# What to Pay for Hay



## mncattle (Jul 23, 2010)

I have a guy asking me if I would be interested in cutting his grass hay. It is mostly brome with some orchard mixed in, not much of any clover or alfalfa. He is not interested in any of the hay and would like me to pay by the bale. I am thinking $15 a round bale(4x5) what do you guys think? He also would be interested in me paying by the acre but I told him it would work better paying by the bale since it has not been hayed in awhile and grass hay is pretty much a 2 cutting deal here. Is $15 a pretty fair deal.


----------



## Teslan (Aug 20, 2011)

Where is your location? Makes a huge difference. Are you baling, and hauling the hay also? I would just try to find out what prices are for rounds in your area and deduct the costs of whatever it is you do from that average price and then make your offer. For my area that would be dirt cheap hay.


----------



## somedevildawg (Jun 20, 2011)

$10 is a fairer deal, sounds like he may just want his grass cut, I know it's not fertilized so basically you have some filler hay, what's the market for that type hay, figure 25 at least to cut and bale, is the market $40? If so you need to pay him $5, if its 45...10$, if its 50...15$........remember you have to sit on this hay, you have to haul this hay, you have to store this hay, you have to load this hay........


----------



## brandenburgcattle42 (Sep 6, 2012)

I pay $10 for my 5x6 bales but most of my grass hay fields I am doing them a favor by keeping their place looking nice. I tell em beat you spending yor money to mow it. Most of these fields are marginal in feed quality so I don't feel bad. Depends on competition to with other rancher. I have none. Good luck


----------



## Nitram (Apr 2, 2011)

Location in your profile would definatley help! last fall I paid $10 bale to next door neighbor for the pleasure of putting up corn stalks I had them sold for $35 before starting. Mined you this required no cutting but its hard on equipment. Also some were paying $10 acre which would have been better as I avg aprox 2 + bales an acre. Martin


----------



## mncattle (Jul 23, 2010)

Sorry about the location thing I guess I assumed the mn in mncattle people would have figured Minnesota.

So I would be the one baling and hauling, would probably mainly using it for my beef cattle and also selling it as beef hay. I know this hay should be worth $50 at least next summer. I mostly raise alfalfa hay and do some custom baling, mostly for neighbors. I just have not done much of the paying per bale.

I know this hay would not have alot of feed value, 2nd cutting would be better.

Thanks guys


----------



## Tim/South (Dec 12, 2011)

I would have a hard time paying anything. In our location the hay would not sell for much more than the cost to bale.

RECORD EXCERPTS →
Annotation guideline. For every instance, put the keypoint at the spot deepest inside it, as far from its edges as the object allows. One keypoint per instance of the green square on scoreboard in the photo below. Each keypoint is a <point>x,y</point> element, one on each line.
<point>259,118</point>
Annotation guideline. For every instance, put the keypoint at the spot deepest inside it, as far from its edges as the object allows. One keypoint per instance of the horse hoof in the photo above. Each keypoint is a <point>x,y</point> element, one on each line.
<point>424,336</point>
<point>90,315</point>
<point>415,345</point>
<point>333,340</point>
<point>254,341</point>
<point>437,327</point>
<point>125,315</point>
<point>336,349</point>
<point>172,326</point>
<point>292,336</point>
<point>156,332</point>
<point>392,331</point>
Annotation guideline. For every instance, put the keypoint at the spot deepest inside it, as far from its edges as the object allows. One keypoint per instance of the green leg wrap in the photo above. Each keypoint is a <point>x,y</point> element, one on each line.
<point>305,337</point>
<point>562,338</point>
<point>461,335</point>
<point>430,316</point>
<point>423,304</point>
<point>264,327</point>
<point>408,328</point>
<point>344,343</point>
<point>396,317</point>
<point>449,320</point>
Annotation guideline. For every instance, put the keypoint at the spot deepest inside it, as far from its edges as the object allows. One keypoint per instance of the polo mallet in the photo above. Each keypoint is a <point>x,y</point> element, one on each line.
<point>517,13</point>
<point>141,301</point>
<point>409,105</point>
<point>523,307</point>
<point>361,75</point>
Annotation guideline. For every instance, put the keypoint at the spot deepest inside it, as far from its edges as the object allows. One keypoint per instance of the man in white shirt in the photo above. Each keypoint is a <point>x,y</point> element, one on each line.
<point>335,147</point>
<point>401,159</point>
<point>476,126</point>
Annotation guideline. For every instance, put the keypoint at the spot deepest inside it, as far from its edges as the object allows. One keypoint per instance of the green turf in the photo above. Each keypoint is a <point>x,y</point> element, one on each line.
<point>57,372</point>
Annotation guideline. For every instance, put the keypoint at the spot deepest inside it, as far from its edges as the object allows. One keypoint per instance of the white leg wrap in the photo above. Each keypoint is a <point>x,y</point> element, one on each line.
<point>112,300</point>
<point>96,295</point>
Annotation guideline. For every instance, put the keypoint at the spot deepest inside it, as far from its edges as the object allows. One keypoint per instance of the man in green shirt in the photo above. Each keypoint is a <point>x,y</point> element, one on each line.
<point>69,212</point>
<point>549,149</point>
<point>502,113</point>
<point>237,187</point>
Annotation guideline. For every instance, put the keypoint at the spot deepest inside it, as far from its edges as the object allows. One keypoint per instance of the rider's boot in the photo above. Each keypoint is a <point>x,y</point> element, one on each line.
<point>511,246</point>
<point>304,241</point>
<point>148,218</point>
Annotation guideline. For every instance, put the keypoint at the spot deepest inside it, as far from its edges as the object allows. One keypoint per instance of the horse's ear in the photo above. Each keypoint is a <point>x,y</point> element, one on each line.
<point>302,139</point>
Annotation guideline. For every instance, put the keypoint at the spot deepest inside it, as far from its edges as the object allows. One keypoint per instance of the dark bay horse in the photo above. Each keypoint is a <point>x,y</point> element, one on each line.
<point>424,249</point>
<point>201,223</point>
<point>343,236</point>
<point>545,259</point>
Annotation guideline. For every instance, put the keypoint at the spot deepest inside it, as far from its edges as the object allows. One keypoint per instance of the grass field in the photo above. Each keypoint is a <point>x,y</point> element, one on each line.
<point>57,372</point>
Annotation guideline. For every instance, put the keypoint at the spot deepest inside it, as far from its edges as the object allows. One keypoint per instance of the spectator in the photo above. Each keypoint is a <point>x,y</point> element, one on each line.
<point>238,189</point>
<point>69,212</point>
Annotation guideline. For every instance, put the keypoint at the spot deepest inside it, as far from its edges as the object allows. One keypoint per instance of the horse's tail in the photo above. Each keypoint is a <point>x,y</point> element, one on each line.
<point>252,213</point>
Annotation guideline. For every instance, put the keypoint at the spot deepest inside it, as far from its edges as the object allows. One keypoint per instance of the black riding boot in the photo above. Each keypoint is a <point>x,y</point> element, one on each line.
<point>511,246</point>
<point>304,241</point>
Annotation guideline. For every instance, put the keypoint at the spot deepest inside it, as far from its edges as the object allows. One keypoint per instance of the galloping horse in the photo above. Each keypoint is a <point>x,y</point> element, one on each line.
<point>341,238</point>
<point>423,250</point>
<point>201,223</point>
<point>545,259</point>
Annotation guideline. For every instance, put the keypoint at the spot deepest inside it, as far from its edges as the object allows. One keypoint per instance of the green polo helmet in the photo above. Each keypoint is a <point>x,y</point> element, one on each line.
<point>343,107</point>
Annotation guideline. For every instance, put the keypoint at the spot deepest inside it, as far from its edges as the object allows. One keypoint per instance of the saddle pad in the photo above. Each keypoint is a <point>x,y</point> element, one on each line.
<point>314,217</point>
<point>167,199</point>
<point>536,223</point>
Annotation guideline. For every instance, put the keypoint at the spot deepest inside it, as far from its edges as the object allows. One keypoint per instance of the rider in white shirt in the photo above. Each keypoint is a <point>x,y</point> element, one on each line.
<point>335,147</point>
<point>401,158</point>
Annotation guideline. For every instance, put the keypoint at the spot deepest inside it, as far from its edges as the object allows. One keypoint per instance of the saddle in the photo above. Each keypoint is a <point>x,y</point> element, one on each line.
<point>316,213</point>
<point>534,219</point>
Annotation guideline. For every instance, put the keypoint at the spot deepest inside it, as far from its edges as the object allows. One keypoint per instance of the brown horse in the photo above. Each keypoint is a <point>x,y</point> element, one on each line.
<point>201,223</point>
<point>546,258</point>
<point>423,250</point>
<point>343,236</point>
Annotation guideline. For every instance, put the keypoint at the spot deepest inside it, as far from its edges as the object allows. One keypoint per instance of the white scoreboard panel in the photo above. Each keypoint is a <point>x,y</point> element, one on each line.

EXERCISE AIM → Give each distinct username that signs a post in the thread on paying for hay, naming each one only once.

OUTPUT BELOW →
mncattle
Teslan
somedevildawg
brandenburgcattle42
Nitram
Tim/South